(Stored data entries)
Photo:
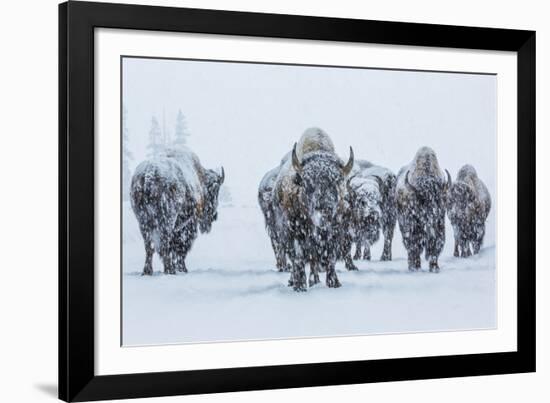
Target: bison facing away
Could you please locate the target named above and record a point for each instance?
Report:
(370, 201)
(468, 206)
(307, 206)
(421, 193)
(172, 197)
(265, 199)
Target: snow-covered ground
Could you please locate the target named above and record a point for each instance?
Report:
(233, 292)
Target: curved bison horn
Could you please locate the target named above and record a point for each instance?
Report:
(449, 182)
(379, 181)
(348, 183)
(407, 183)
(295, 161)
(348, 167)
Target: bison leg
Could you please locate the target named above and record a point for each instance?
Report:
(148, 268)
(357, 254)
(298, 275)
(413, 260)
(387, 230)
(479, 234)
(332, 279)
(346, 251)
(456, 252)
(413, 239)
(280, 257)
(465, 248)
(434, 267)
(313, 274)
(366, 253)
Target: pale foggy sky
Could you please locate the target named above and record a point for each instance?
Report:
(247, 116)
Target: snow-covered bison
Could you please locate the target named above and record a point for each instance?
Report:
(307, 204)
(265, 199)
(370, 200)
(421, 194)
(171, 197)
(468, 206)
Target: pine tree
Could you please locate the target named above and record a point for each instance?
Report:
(127, 156)
(181, 133)
(156, 145)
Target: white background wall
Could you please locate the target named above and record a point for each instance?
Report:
(28, 198)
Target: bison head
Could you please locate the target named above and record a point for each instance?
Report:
(462, 203)
(213, 182)
(320, 176)
(363, 197)
(431, 196)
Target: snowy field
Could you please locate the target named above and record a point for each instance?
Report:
(245, 117)
(233, 291)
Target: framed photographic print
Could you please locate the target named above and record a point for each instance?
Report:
(257, 201)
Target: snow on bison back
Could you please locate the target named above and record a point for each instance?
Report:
(421, 191)
(172, 197)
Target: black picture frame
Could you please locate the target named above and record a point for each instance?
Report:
(77, 21)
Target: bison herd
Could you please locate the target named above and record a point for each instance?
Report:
(316, 208)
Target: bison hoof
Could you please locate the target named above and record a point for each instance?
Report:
(333, 282)
(313, 282)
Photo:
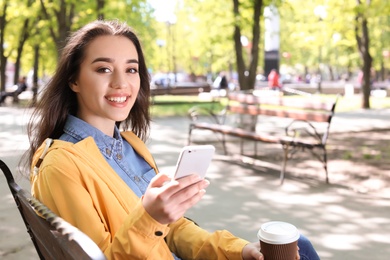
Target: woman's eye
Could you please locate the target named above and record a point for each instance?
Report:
(132, 70)
(103, 70)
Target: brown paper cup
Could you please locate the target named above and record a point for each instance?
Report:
(278, 240)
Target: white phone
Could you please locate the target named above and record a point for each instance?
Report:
(194, 159)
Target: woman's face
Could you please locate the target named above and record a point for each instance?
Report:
(108, 82)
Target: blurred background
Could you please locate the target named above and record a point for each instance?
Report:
(190, 42)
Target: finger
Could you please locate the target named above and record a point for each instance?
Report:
(159, 180)
(178, 185)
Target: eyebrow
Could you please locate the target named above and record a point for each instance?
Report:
(112, 60)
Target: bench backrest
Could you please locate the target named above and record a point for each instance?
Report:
(53, 237)
(301, 109)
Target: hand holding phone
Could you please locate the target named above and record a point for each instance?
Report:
(194, 159)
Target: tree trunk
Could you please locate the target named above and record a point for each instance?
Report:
(22, 39)
(99, 8)
(362, 39)
(247, 74)
(35, 75)
(3, 58)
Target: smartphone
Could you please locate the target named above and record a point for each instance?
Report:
(194, 159)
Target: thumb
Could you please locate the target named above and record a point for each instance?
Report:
(159, 180)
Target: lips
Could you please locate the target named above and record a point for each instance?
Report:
(117, 99)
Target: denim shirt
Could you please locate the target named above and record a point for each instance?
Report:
(119, 154)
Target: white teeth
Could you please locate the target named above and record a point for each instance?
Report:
(117, 99)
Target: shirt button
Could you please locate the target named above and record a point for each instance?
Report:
(158, 233)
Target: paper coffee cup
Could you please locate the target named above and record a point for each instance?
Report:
(278, 240)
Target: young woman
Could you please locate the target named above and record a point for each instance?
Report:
(104, 181)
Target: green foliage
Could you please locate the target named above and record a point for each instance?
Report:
(201, 40)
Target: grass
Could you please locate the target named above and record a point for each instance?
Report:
(167, 105)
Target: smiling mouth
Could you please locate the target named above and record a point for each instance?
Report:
(117, 99)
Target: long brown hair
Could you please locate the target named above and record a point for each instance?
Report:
(58, 100)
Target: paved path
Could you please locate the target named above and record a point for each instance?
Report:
(341, 224)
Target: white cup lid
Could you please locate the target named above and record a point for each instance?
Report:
(277, 232)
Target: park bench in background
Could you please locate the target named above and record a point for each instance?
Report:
(53, 237)
(308, 128)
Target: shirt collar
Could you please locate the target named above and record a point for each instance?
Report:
(79, 129)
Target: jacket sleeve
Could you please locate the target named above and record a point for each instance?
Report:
(190, 241)
(72, 195)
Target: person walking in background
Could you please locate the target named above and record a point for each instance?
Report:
(273, 80)
(105, 181)
(21, 86)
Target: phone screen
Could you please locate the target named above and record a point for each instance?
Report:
(194, 160)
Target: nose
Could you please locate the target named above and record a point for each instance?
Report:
(119, 80)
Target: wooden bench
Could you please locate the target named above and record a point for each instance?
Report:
(300, 133)
(53, 237)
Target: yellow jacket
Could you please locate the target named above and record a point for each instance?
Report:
(76, 182)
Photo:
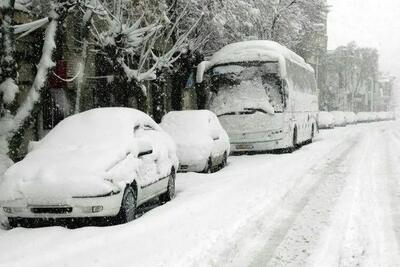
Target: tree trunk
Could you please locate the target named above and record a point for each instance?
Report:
(12, 123)
(8, 64)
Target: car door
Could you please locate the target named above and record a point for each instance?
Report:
(218, 150)
(154, 164)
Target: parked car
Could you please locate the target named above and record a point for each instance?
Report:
(202, 143)
(325, 120)
(350, 117)
(340, 120)
(100, 163)
(363, 117)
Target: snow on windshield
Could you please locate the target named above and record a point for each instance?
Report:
(245, 89)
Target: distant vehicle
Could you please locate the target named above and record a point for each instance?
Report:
(363, 117)
(326, 120)
(350, 117)
(202, 143)
(264, 95)
(340, 119)
(100, 163)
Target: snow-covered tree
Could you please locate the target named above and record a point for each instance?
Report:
(11, 121)
(139, 40)
(352, 70)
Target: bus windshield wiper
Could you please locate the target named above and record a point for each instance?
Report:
(227, 114)
(245, 111)
(254, 110)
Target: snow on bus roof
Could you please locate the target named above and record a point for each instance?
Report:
(256, 50)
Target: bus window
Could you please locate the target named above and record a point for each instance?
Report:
(273, 87)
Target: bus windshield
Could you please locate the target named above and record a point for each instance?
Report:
(246, 89)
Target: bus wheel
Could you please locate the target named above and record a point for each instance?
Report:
(294, 145)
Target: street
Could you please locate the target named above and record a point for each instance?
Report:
(335, 202)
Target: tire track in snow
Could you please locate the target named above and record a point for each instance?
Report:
(310, 218)
(270, 228)
(361, 230)
(393, 183)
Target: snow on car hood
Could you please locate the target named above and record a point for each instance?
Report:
(62, 173)
(194, 148)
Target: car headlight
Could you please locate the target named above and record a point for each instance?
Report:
(11, 210)
(112, 193)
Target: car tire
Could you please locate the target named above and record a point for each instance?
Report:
(224, 160)
(209, 168)
(312, 133)
(127, 211)
(13, 223)
(170, 194)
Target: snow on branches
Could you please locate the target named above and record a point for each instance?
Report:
(137, 39)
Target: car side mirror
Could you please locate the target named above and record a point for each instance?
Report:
(32, 145)
(145, 148)
(215, 135)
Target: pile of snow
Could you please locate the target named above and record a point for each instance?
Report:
(194, 131)
(326, 120)
(84, 152)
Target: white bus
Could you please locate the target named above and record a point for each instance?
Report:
(264, 95)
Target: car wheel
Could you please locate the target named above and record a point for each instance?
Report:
(13, 223)
(127, 212)
(170, 194)
(224, 160)
(312, 134)
(209, 166)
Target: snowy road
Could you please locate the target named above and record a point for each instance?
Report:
(335, 202)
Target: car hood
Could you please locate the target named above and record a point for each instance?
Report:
(61, 173)
(194, 148)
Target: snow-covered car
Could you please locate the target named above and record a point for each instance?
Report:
(350, 117)
(340, 119)
(363, 117)
(202, 143)
(325, 120)
(100, 163)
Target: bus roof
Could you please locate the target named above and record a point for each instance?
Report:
(261, 50)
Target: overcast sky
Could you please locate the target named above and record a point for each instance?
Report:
(371, 23)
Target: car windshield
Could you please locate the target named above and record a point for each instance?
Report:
(246, 89)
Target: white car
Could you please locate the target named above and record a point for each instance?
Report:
(363, 117)
(202, 143)
(325, 120)
(100, 163)
(340, 120)
(350, 117)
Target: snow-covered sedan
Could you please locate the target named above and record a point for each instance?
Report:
(325, 120)
(340, 119)
(202, 143)
(100, 163)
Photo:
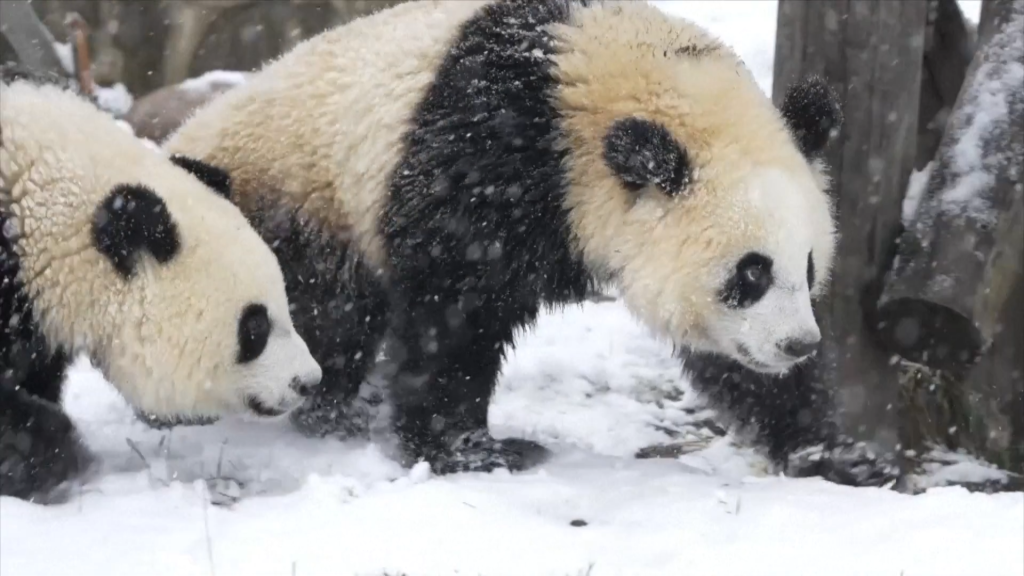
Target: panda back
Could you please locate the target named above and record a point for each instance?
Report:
(321, 129)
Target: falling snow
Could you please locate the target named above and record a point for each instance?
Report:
(247, 498)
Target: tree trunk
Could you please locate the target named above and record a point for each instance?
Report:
(949, 45)
(954, 292)
(871, 54)
(147, 44)
(31, 41)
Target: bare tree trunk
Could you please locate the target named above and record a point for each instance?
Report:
(948, 49)
(951, 302)
(32, 41)
(871, 54)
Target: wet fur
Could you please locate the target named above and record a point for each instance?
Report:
(471, 235)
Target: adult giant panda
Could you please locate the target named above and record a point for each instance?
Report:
(437, 171)
(111, 249)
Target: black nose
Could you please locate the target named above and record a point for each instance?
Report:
(303, 386)
(800, 348)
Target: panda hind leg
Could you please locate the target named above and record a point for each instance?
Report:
(41, 454)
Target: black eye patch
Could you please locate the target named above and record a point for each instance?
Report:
(810, 270)
(749, 283)
(254, 331)
(642, 153)
(214, 177)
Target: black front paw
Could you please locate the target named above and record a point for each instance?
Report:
(477, 451)
(333, 415)
(846, 462)
(40, 452)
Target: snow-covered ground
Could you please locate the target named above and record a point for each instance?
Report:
(591, 383)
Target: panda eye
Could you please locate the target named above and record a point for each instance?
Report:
(254, 330)
(753, 275)
(749, 283)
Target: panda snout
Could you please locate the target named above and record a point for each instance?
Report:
(305, 385)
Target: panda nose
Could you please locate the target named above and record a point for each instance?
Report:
(799, 347)
(304, 386)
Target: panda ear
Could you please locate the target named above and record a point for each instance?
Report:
(132, 218)
(813, 114)
(216, 178)
(641, 153)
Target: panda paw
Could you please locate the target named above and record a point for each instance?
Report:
(326, 415)
(41, 456)
(478, 452)
(844, 461)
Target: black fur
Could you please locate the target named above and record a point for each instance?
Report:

Task description ::
From the data above, output exactly the lines between the one containing "Target: young woman" and the one containing "Target: long brown hair", counting both of them.

Completed exercise ::
Target: young woman
Could you please locate the target named above and record a point for each instance?
Report:
(104, 181)
Target: green foliage
Could you please locate the target named above and record a point for each instance?
Report:
(201, 40)
Target: grass
Could you please locate the target named above and record a point for each instance?
Report:
(167, 105)
Target: smiling mouth
Could you please locate the target named above and record a point for each instance?
Report:
(117, 99)
Target: long brown hair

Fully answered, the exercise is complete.